**DATA PROVIDED**.
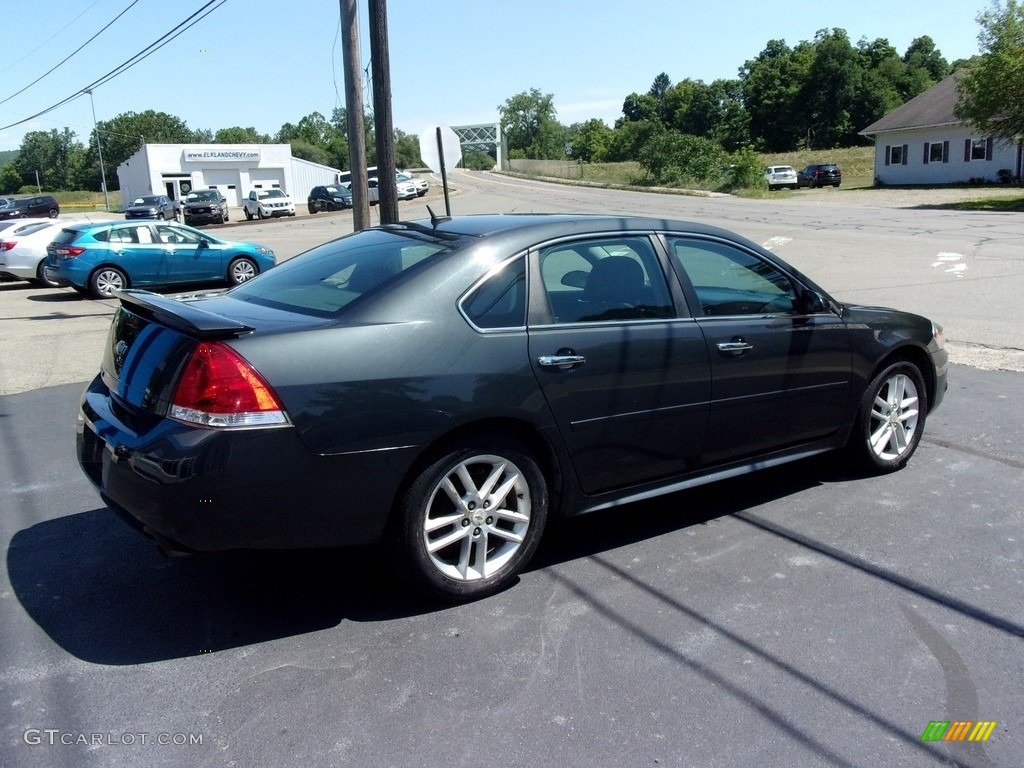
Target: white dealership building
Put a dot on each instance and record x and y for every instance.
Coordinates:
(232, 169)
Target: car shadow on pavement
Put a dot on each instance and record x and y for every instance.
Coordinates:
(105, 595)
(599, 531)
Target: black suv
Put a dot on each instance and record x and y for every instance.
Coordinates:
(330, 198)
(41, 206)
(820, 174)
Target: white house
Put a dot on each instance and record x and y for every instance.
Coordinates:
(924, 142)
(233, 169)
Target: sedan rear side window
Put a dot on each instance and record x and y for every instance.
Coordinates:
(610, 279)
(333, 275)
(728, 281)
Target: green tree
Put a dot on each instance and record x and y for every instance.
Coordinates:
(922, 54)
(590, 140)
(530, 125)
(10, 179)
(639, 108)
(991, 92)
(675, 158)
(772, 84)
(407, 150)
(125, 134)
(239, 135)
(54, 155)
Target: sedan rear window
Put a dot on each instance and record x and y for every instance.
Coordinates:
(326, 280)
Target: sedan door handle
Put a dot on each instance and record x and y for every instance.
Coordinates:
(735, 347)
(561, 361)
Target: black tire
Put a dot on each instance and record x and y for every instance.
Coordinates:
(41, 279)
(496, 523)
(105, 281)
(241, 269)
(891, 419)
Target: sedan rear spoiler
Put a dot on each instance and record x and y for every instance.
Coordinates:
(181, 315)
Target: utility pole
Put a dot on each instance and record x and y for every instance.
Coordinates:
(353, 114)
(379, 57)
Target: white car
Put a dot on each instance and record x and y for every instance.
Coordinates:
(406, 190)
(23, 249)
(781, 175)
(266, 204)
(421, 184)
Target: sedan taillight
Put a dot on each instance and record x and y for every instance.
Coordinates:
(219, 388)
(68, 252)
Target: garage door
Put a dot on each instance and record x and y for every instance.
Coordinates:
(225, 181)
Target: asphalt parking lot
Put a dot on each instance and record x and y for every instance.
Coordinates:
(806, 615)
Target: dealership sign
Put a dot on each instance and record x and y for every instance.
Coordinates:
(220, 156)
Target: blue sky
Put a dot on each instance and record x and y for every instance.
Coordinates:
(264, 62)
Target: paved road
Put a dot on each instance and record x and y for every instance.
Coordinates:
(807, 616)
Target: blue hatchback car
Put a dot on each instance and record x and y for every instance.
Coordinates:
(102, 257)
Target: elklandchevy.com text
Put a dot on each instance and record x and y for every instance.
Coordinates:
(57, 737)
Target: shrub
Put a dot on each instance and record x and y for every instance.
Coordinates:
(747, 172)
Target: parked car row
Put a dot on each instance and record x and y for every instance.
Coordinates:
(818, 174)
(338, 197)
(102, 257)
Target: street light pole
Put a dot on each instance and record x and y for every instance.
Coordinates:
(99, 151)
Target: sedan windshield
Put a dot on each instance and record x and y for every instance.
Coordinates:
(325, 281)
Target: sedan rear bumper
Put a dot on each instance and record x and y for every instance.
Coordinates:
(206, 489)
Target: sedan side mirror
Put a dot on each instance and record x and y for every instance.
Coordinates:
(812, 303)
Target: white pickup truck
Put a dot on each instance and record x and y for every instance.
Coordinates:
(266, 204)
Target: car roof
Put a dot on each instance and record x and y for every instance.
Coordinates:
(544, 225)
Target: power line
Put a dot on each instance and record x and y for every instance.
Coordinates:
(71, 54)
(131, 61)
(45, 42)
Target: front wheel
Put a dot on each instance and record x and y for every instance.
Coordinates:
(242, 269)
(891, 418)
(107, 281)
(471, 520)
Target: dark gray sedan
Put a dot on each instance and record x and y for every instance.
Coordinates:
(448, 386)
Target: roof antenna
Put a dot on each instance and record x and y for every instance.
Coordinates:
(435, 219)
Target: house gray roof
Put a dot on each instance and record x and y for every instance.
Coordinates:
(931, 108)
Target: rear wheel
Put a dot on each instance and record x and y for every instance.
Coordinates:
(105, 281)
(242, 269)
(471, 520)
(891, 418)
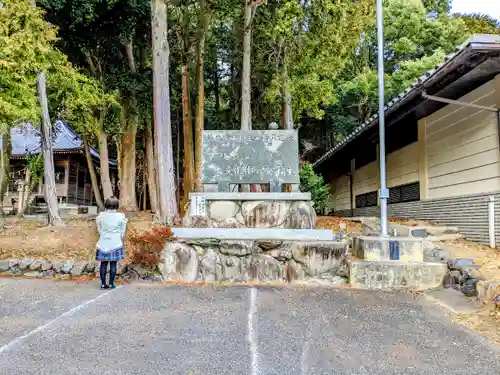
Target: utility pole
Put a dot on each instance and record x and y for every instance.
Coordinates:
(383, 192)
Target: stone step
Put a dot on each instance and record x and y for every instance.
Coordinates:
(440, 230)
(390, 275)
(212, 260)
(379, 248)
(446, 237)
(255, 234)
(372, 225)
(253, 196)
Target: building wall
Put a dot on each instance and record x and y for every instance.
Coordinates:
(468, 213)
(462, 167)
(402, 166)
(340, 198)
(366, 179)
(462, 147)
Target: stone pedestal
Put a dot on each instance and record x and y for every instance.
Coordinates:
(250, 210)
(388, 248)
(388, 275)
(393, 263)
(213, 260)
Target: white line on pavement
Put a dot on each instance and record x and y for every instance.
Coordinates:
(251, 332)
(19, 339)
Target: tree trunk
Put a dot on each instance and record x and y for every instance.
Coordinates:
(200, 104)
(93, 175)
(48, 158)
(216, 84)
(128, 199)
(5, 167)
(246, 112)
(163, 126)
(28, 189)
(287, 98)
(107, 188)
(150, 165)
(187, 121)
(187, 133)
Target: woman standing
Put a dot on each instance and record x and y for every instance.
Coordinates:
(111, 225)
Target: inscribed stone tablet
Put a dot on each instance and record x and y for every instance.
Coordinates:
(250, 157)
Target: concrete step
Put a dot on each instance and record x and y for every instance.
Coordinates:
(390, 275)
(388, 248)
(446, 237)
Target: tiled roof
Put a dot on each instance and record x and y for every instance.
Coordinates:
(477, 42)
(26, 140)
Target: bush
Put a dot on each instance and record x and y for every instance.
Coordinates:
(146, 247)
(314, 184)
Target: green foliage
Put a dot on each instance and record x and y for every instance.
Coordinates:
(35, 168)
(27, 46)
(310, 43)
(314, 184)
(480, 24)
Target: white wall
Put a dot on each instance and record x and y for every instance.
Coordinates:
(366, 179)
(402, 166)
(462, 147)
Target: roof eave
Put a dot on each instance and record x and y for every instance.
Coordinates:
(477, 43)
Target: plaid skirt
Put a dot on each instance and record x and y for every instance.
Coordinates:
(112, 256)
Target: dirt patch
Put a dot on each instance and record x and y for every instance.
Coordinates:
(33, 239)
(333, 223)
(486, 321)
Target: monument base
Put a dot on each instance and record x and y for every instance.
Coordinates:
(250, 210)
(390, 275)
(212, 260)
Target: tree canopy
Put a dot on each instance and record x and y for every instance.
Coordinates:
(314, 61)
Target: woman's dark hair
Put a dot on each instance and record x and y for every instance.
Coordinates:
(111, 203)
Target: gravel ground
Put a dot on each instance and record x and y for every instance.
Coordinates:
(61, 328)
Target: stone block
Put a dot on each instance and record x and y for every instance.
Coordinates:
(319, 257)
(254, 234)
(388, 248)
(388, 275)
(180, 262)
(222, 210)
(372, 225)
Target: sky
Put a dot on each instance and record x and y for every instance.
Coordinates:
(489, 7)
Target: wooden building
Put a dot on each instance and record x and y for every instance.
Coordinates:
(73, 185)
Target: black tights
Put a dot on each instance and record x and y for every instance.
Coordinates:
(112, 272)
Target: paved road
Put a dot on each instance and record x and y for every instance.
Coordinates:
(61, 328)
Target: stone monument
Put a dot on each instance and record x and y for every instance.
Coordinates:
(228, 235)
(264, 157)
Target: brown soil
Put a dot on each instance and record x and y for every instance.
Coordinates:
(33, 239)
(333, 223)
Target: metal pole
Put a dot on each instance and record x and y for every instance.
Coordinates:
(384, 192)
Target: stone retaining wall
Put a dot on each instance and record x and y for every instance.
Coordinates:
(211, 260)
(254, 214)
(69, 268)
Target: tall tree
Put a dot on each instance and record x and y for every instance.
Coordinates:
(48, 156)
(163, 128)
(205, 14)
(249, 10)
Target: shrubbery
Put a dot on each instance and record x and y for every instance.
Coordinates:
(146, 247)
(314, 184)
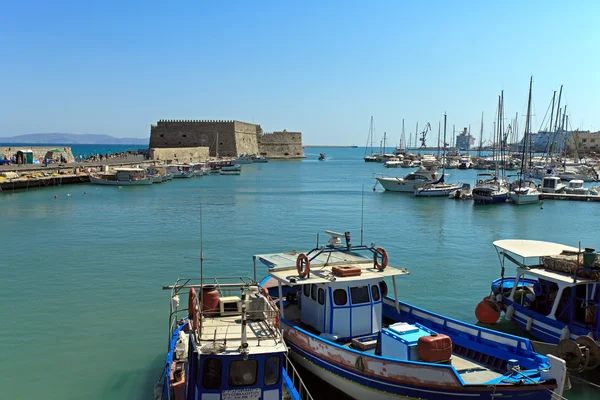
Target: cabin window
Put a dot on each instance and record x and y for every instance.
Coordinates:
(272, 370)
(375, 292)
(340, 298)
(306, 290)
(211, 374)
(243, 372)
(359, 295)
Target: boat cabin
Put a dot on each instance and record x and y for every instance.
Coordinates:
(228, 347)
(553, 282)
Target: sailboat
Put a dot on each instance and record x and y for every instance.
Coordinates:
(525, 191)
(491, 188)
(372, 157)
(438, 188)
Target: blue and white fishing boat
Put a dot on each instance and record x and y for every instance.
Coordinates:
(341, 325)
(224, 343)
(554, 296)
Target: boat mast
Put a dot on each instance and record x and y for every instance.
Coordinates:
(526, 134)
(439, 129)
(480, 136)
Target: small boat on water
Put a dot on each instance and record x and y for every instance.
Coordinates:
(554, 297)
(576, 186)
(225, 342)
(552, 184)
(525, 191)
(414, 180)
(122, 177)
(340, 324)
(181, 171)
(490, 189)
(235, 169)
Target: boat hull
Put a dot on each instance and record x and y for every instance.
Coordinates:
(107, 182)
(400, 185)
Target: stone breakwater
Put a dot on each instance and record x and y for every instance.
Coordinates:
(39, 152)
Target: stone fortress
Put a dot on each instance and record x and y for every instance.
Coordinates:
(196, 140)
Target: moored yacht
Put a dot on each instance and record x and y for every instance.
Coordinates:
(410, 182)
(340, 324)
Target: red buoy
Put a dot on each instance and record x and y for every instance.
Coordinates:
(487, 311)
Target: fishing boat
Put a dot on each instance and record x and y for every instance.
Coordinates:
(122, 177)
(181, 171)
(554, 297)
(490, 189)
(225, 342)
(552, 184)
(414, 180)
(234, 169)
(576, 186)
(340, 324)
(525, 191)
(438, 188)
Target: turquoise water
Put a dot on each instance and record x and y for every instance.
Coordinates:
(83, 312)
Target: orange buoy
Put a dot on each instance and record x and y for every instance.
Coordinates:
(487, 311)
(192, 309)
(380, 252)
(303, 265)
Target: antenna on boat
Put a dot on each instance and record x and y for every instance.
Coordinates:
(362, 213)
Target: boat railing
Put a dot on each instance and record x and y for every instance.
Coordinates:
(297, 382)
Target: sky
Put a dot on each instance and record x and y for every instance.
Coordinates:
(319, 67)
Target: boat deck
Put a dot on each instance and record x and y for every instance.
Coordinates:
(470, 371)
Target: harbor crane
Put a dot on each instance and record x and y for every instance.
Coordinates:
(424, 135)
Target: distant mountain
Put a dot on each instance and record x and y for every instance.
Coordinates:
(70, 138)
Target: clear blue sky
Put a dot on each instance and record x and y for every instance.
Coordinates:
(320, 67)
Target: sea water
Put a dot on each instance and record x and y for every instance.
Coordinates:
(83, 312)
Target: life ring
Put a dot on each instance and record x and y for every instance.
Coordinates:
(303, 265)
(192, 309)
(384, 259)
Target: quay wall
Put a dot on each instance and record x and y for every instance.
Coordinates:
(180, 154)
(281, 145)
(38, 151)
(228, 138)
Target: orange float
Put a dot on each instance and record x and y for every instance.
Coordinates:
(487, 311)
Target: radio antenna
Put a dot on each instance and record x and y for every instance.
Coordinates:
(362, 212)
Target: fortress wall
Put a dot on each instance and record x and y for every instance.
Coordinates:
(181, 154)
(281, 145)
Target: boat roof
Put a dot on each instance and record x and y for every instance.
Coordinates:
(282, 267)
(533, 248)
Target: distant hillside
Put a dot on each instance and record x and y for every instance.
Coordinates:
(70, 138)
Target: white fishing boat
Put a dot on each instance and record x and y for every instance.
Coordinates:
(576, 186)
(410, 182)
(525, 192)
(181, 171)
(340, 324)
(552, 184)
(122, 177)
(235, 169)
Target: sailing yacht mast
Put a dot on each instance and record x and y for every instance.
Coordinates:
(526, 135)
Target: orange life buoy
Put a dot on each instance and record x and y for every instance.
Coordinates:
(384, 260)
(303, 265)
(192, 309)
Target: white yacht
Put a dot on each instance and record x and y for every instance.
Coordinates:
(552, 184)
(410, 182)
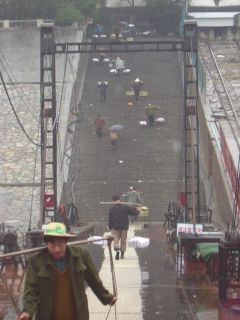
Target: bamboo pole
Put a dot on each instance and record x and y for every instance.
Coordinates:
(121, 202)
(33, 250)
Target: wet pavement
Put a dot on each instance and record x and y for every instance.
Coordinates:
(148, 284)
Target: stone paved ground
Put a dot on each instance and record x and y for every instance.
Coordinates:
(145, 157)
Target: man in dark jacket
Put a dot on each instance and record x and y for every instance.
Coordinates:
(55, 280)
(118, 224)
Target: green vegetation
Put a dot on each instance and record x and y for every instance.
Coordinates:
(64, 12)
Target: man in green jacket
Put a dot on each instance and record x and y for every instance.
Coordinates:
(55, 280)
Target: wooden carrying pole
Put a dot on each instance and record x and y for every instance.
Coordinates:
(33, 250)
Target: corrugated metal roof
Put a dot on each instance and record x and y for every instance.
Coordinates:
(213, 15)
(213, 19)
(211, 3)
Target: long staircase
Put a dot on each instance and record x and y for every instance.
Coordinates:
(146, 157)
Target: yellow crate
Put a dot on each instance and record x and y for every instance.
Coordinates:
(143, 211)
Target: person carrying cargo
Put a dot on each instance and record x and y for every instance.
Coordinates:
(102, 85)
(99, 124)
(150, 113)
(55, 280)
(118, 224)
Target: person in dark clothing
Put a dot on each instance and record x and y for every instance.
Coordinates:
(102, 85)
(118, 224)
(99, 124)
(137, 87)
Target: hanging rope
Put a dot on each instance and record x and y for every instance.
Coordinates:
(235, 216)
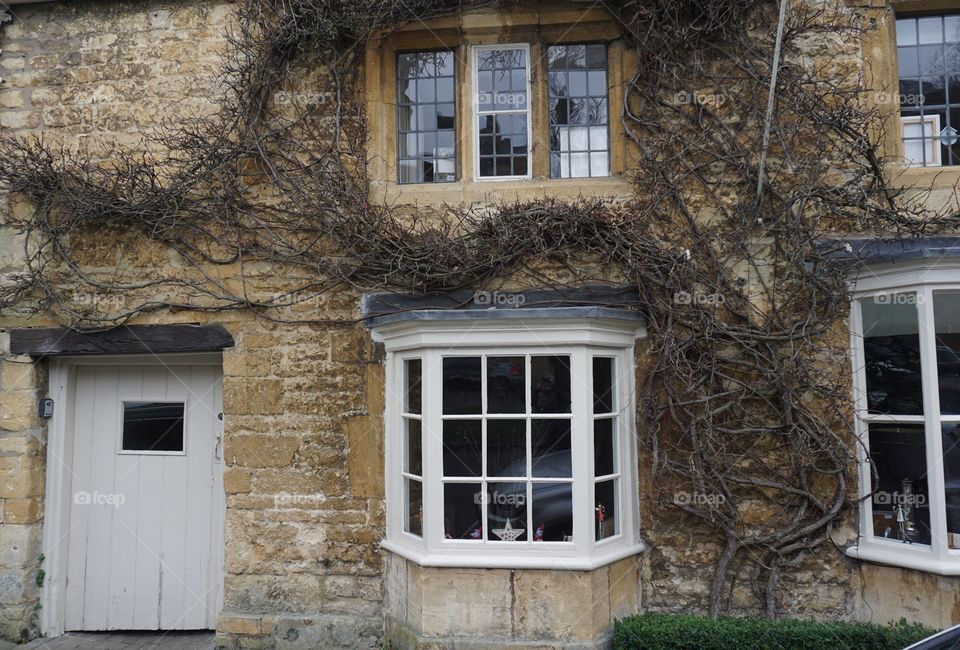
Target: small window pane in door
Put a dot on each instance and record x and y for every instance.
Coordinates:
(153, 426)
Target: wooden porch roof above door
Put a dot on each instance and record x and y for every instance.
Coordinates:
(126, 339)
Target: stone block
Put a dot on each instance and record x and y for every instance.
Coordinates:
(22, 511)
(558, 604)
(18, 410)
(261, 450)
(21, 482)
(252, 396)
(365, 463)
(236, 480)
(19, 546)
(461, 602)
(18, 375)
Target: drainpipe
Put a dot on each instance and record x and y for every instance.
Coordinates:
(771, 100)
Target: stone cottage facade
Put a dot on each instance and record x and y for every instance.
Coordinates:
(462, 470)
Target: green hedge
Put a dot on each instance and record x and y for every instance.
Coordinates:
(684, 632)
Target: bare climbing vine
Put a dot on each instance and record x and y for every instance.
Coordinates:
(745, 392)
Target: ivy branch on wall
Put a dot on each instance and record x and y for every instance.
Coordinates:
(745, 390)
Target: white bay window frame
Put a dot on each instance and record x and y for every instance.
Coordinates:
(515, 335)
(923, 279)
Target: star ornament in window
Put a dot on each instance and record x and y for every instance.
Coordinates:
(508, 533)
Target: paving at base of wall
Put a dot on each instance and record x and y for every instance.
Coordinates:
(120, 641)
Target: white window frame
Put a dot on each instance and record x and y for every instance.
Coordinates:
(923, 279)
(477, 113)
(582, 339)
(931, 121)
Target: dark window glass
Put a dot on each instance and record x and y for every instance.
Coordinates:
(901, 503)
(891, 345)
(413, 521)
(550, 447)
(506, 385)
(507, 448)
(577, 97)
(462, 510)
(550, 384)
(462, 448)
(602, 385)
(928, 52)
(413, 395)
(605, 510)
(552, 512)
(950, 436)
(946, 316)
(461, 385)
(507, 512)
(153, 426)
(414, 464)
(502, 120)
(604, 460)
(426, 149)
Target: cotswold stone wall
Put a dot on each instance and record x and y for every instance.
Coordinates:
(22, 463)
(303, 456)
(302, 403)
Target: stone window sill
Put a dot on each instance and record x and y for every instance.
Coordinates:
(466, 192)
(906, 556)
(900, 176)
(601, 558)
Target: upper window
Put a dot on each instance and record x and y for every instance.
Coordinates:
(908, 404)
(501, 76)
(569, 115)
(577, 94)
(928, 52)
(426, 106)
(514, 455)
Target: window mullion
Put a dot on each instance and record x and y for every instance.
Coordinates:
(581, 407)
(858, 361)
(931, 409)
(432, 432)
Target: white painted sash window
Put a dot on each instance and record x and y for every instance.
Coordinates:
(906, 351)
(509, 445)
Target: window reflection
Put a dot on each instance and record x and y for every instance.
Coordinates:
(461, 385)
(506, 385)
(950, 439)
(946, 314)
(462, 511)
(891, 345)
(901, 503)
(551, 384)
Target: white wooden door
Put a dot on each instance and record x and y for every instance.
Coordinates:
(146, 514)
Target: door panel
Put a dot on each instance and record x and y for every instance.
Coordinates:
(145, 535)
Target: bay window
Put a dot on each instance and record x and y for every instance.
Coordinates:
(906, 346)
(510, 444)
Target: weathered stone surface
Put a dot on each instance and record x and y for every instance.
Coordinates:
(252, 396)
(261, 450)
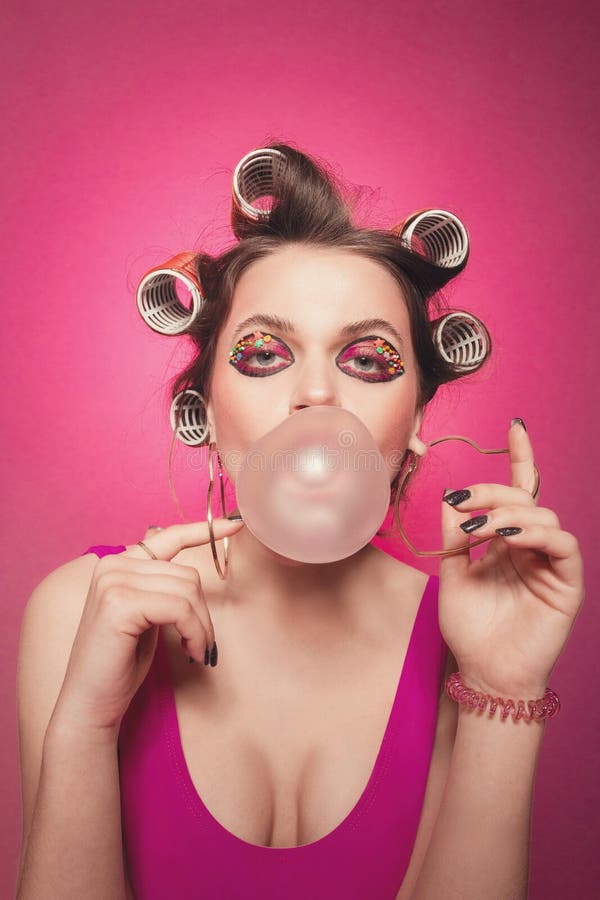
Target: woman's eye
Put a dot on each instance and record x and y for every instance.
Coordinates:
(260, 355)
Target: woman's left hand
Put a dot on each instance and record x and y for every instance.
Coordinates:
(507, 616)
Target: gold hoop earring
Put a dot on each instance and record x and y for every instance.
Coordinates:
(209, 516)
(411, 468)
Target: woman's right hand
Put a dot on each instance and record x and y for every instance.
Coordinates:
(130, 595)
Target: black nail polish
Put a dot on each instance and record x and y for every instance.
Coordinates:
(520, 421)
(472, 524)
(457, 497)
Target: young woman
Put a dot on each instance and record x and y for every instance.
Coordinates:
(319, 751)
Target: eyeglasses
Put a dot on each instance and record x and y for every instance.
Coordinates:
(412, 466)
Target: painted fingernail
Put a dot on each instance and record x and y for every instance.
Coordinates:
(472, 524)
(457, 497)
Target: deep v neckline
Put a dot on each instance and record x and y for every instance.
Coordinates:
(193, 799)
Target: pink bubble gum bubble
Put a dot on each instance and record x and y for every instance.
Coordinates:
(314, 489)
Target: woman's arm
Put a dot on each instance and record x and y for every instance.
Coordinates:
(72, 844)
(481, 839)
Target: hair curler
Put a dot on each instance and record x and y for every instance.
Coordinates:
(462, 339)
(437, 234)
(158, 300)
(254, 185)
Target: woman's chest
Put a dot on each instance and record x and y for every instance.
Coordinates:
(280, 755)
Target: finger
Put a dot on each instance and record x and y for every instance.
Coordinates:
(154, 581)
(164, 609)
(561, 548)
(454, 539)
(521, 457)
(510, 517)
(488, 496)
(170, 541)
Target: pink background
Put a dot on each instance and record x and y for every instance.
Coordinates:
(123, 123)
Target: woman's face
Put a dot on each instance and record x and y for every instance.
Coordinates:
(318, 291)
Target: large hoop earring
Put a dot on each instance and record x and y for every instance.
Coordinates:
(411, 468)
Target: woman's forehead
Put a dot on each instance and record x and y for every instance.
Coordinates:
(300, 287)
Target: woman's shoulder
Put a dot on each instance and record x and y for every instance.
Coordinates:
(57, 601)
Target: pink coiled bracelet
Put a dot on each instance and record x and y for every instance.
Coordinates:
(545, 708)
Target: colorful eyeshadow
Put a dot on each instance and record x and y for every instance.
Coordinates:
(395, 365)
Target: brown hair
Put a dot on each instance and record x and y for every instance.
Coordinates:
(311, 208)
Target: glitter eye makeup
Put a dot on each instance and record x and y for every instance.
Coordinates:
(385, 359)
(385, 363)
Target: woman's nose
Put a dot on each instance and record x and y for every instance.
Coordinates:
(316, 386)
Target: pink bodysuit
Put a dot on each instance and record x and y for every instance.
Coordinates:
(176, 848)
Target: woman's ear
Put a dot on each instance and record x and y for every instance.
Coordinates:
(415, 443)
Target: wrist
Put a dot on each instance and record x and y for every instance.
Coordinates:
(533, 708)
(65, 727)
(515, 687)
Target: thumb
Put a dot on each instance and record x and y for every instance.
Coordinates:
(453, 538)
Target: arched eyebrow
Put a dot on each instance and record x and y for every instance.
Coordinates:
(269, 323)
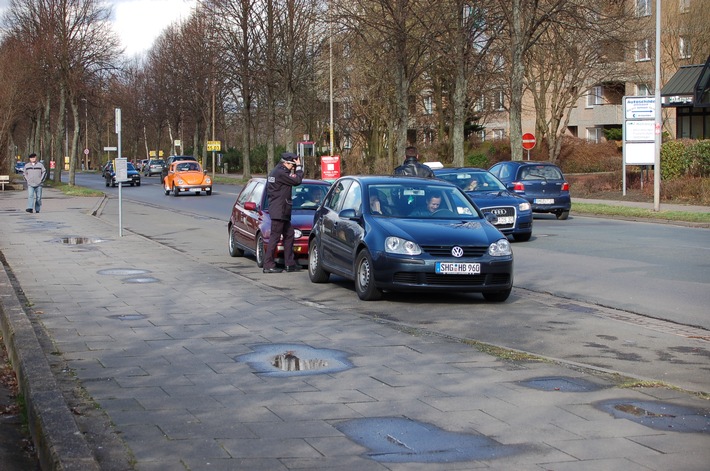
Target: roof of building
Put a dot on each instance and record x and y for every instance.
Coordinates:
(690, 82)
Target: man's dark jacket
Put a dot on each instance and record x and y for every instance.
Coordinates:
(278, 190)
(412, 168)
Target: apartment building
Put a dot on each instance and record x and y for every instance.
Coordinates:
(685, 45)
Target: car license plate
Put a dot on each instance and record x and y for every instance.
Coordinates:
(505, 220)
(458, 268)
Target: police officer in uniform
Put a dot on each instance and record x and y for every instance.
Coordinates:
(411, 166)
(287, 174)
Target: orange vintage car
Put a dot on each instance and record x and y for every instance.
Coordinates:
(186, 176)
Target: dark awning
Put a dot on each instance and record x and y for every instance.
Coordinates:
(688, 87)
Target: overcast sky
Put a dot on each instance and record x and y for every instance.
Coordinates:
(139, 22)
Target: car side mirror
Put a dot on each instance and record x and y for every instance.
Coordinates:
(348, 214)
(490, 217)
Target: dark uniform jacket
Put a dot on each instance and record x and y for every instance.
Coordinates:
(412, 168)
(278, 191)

**WORK INSTRUCTIONS**.
In the listing above, find the line containing "Target: car license plate", then reproduce it and each line after it through the end, exactly and with nothing added.

**RIGHT ANSWER**.
Target: car license plate
Put a dot on each instance and record x and y for every instance.
Coordinates:
(505, 220)
(458, 268)
Target: police officer in uniform
Put a dot on each instance and record x and y for every instance.
Coordinates:
(411, 166)
(287, 174)
Target: orange vintage car
Put a dot on each instance and record x and y for every instance.
Coordinates:
(186, 176)
Target: dark awning
Put a dot on each instance and record x and y for every instance.
Coordinates:
(688, 87)
Target: overcast sky
Put a dot on each instance and record x and y for every instance.
Coordinates:
(139, 22)
Target: car side mirror
Put a dot on each instance and record x and y for every instance.
Coordinates:
(348, 214)
(490, 217)
Target: dark uniform jacket
Put a dot on each instance and record x and y for every instance.
Coordinates:
(412, 168)
(278, 191)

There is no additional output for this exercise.